## Вопросы
A. Процитируйте отрывок об экспедиции на «Тигрисе» дословно: начните со слов «Я знаю, что» и остановитесь после слов «то есть Месопотамию.».
B. Ответьте по отрывку об экспедиции на «Тигрисе»:
(i) Когда Тур Хейердал пригласил автора в новую экспедицию?
(ii) Из какого материала будет ладья шумерского типа?
(iii) Сколько времени оставалось до начала путешествия, когда пришло приглашение?

## Отрывок для разбора
+ + + + + + +

Я знаю, что это неправда. Реки не текут в гору. И все же…
Экспедиция на «Тигрисе»
Осенью 1976 года Тур Хейердал пригласил меня принять участие в его новой экспедиции, начало которой намечено на осень 1977 года. Мы выйдем в океан из Месопотамии (Ирак) на ладье шумерского типа из тростника берди, служившего еще 6000 лет назад материалом для строительства подобных судов. На этот раз нам придется установить, как и куда могли совершать плавания мореходы одного из древнейших народов, населявшего за 4000 лет до Христовой эры «Страну между реками» Евфратом и Тигром, то есть Месопотамию.
Получив приглашение, я немедленно начинаю готовиться к будущему путешествию, хотя до его начала остается более года. Мысль о новом морском странствии будет увлекать меня все это время, помогая преодолевать разнообразные жизненные невзгоды.

+ + + + + + +

## Данные локализации: одна точка на каждый объект
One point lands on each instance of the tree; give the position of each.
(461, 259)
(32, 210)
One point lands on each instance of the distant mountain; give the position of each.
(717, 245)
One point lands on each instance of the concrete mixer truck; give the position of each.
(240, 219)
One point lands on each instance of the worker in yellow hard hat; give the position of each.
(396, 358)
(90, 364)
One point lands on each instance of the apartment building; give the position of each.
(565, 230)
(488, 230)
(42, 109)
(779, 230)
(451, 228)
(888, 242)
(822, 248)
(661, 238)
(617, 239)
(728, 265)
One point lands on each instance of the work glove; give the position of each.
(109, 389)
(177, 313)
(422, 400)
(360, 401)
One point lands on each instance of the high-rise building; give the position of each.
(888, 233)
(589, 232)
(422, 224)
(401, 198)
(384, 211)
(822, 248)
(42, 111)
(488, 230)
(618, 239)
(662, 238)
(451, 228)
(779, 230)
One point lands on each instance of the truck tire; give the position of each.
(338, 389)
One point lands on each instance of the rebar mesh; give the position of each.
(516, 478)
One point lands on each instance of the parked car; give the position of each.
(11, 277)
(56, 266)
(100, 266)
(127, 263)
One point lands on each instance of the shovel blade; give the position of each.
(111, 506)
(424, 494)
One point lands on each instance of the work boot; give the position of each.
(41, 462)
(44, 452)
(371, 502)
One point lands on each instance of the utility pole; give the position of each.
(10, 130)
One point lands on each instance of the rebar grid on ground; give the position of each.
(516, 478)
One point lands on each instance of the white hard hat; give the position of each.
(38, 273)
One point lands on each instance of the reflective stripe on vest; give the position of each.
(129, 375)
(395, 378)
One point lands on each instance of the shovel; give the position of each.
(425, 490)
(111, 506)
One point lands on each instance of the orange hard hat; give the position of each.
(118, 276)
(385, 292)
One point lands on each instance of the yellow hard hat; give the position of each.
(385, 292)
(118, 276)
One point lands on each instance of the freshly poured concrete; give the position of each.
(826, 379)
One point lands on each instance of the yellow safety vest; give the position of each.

+ + + + + + +

## Ответы по порядку
A.
Я знаю, что это неправда. Реки не текут в гору. И все же…
Экспедиция на «Тигрисе»
Осенью 1976 года Тур Хейердал пригласил меня принять участие в его новой экспедиции, начало которой намечено на осень 1977 года. Мы выйдем в океан из Месопотамии (Ирак) на ладье шумерского типа из тростника берди, служившего еще 6000 лет назад материалом для строительства подобных судов. На этот раз нам придется установить, как и куда могли совершать плавания мореходы одного из древнейших народов, населявшего за 4000 лет до Христовой эры «Страну между реками» Евфратом и Тигром, то есть Месопотамию.

B.
(i) Осенью 1976 года.
(ii) Из тростника берди.
(iii) Более года.